[SOURCE RECORDS Boundary: Start]

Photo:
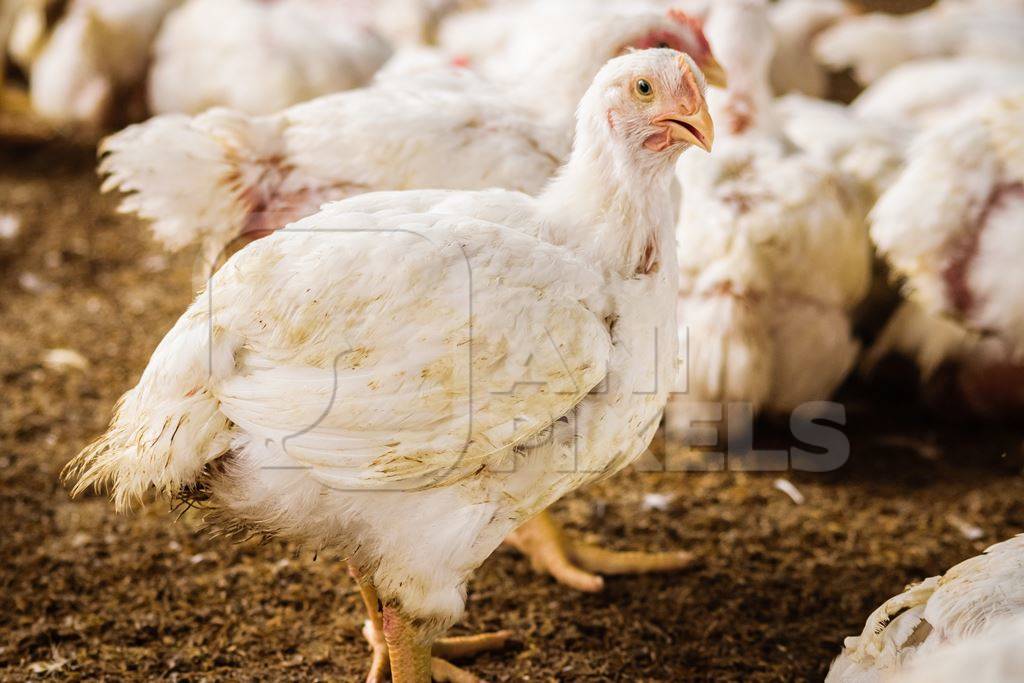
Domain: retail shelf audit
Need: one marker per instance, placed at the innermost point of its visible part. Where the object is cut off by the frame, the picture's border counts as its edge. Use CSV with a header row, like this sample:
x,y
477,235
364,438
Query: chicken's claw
x,y
580,564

[SOURCE RECORDS Boundary: End]

A verbatim transcription is required of the lines from the one with "Domain: retail shelf audit" through the final line of the entries above, and of nothing else.

OUTPUT FOR THIS EXERCISE:
Domain: retail shelf audit
Need: one marker per instance, placed at the innermost point of its visible part. Where the object is cut off by the frame, the picture's border counts as its edge. Use CSV with a header row, like this sample:
x,y
477,235
364,438
Query: chicken's claw
x,y
580,564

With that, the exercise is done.